(Stored data entries)
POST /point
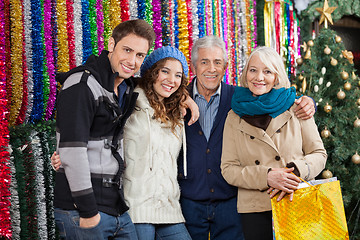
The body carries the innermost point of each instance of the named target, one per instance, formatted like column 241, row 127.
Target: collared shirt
column 208, row 110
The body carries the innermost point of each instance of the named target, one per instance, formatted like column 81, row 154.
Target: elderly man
column 208, row 201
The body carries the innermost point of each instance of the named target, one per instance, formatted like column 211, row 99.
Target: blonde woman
column 264, row 142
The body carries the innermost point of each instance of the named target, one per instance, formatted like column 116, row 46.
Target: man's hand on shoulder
column 305, row 108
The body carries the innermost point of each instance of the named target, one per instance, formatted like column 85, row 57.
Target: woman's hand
column 191, row 104
column 55, row 161
column 281, row 179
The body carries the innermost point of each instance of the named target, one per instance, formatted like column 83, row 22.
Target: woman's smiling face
column 169, row 79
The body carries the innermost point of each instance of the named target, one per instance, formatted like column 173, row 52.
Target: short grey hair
column 273, row 61
column 207, row 42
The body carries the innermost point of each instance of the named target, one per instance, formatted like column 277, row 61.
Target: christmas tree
column 326, row 73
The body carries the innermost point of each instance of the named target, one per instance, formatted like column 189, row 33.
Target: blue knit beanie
column 161, row 53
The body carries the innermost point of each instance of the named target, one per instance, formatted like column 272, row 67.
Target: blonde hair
column 273, row 61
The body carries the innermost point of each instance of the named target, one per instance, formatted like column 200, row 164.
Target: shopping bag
column 316, row 213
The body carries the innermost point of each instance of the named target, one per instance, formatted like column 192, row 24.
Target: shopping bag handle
column 303, row 180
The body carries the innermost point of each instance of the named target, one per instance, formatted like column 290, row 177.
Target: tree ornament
column 349, row 56
column 344, row 75
column 333, row 61
column 325, row 133
column 326, row 174
column 325, row 12
column 327, row 50
column 347, row 86
column 308, row 54
column 299, row 61
column 357, row 123
column 338, row 39
column 327, row 108
column 356, row 158
column 341, row 94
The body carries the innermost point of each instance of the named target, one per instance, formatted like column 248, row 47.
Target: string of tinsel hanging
column 38, row 60
column 125, row 12
column 107, row 28
column 100, row 25
column 133, row 10
column 25, row 176
column 50, row 67
column 28, row 55
column 39, row 184
column 5, row 177
column 70, row 33
column 46, row 133
column 175, row 22
column 157, row 22
column 183, row 29
column 15, row 204
column 172, row 22
column 77, row 10
column 165, row 23
column 22, row 112
column 86, row 39
column 93, row 26
column 63, row 47
column 189, row 32
column 201, row 18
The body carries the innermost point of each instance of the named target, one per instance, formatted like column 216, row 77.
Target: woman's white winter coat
column 150, row 180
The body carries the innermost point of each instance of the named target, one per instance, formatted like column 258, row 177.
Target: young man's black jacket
column 88, row 113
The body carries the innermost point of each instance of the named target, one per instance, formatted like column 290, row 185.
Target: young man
column 91, row 112
column 208, row 202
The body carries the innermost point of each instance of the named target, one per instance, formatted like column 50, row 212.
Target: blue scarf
column 273, row 103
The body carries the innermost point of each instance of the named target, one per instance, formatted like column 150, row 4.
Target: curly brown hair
column 167, row 110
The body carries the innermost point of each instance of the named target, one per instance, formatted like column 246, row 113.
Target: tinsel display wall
column 41, row 37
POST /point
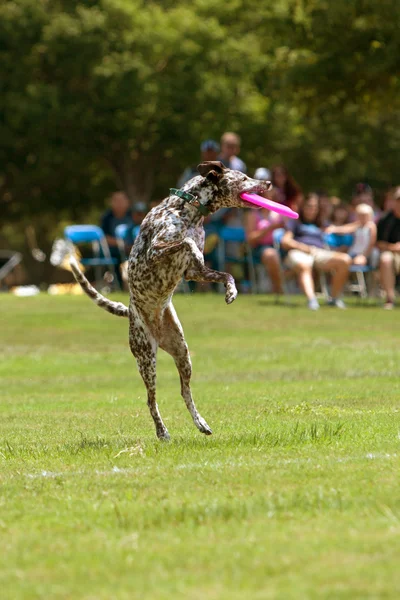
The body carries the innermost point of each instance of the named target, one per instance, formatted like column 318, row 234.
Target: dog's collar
column 191, row 199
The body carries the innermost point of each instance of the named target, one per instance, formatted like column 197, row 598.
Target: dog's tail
column 115, row 308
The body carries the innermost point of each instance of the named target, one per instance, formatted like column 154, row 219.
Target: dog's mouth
column 257, row 190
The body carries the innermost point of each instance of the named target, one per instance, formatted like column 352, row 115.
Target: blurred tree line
column 103, row 94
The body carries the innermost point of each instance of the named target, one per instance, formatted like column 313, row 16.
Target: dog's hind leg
column 144, row 348
column 173, row 341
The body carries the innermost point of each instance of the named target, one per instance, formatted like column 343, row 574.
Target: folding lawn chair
column 236, row 235
column 334, row 241
column 94, row 235
column 277, row 236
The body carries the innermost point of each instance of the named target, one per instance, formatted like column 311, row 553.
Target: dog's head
column 220, row 187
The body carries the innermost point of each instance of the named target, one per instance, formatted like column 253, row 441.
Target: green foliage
column 118, row 93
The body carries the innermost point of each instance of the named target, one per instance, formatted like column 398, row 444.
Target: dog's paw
column 163, row 435
column 231, row 294
column 202, row 426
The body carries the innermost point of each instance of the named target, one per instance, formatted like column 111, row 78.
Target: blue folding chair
column 335, row 241
column 94, row 235
column 236, row 235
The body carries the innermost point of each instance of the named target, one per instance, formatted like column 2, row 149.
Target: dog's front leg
column 197, row 271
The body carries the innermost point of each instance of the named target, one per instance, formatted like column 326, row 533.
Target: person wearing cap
column 259, row 227
column 364, row 235
column 389, row 245
column 230, row 148
column 209, row 150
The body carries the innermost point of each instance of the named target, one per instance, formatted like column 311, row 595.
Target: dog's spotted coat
column 170, row 246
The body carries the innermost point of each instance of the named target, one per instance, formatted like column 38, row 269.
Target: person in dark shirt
column 305, row 245
column 388, row 242
column 119, row 213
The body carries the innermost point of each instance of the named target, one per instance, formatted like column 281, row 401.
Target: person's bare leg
column 306, row 281
column 339, row 265
column 270, row 261
column 360, row 259
column 386, row 272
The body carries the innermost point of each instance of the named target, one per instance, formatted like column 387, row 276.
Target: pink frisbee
column 269, row 204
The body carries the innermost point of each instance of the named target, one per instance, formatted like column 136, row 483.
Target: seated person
column 364, row 234
column 118, row 214
column 259, row 226
column 389, row 244
column 305, row 245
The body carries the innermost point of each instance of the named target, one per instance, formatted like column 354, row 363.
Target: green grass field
column 295, row 496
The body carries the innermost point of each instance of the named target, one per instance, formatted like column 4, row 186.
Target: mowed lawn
column 295, row 496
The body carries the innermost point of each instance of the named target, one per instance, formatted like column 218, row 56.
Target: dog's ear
column 215, row 169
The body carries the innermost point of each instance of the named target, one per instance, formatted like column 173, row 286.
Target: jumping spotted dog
column 170, row 246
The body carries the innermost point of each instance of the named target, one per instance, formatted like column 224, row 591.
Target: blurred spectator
column 154, row 203
column 325, row 207
column 259, row 225
column 363, row 194
column 208, row 152
column 305, row 244
column 388, row 201
column 139, row 211
column 389, row 245
column 340, row 215
column 286, row 189
column 230, row 148
column 118, row 214
column 364, row 235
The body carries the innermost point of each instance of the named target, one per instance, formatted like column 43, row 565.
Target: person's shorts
column 258, row 252
column 396, row 260
column 318, row 258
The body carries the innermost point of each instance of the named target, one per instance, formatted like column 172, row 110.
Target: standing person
column 230, row 148
column 286, row 189
column 259, row 227
column 118, row 214
column 209, row 150
column 305, row 245
column 389, row 245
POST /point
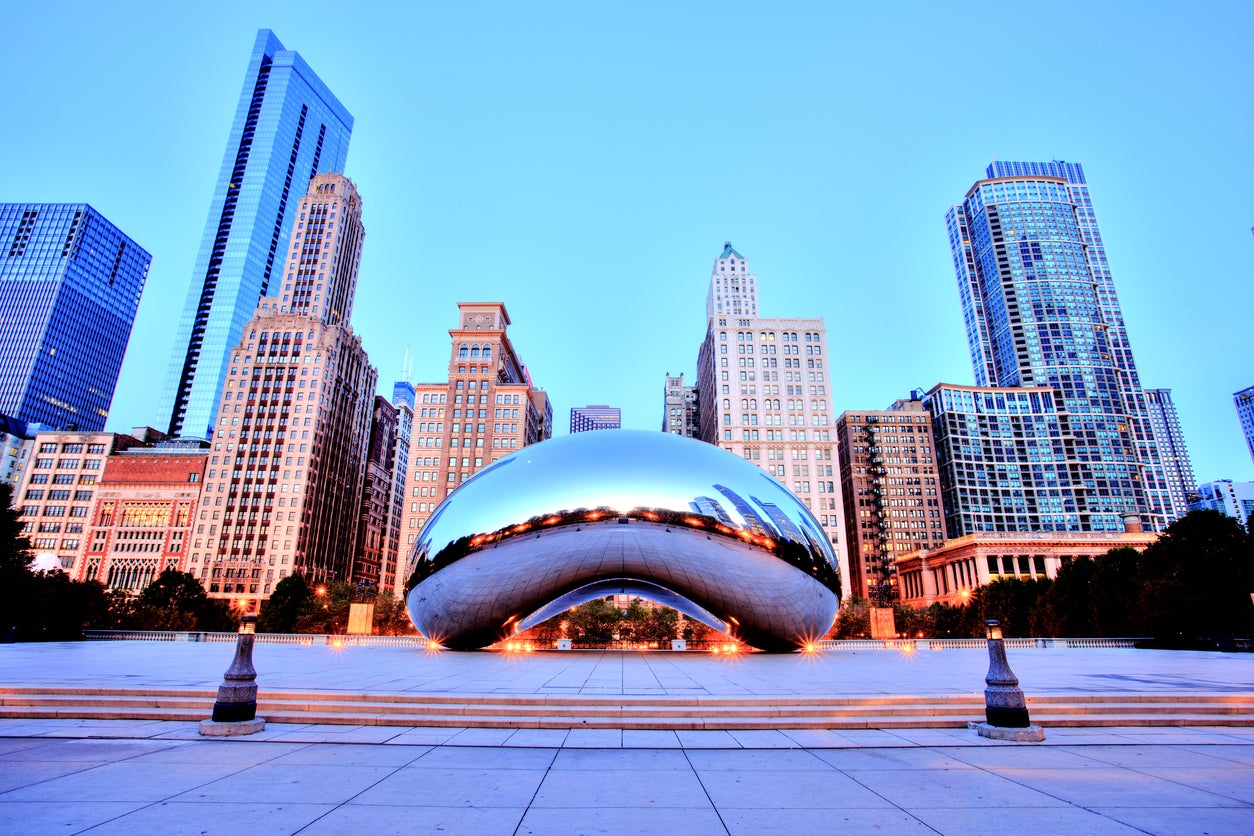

* PROBLEM TO WORK ON: Can you retype the entries from the line containing "38, row 269." through the line containing "column 386, row 272", with both of those lines included?

* WRITTEN ANSWER:
The body carries the innermost point of each instance of the named target, one per instance, formatted like column 38, row 269.
Target: person in dark shirt
column 305, row 245
column 388, row 242
column 119, row 213
The body carries the innermost point of each instance of the named target, one per instance, formatted like column 281, row 401.
Target: person's bare leg
column 306, row 281
column 339, row 265
column 270, row 261
column 360, row 259
column 386, row 272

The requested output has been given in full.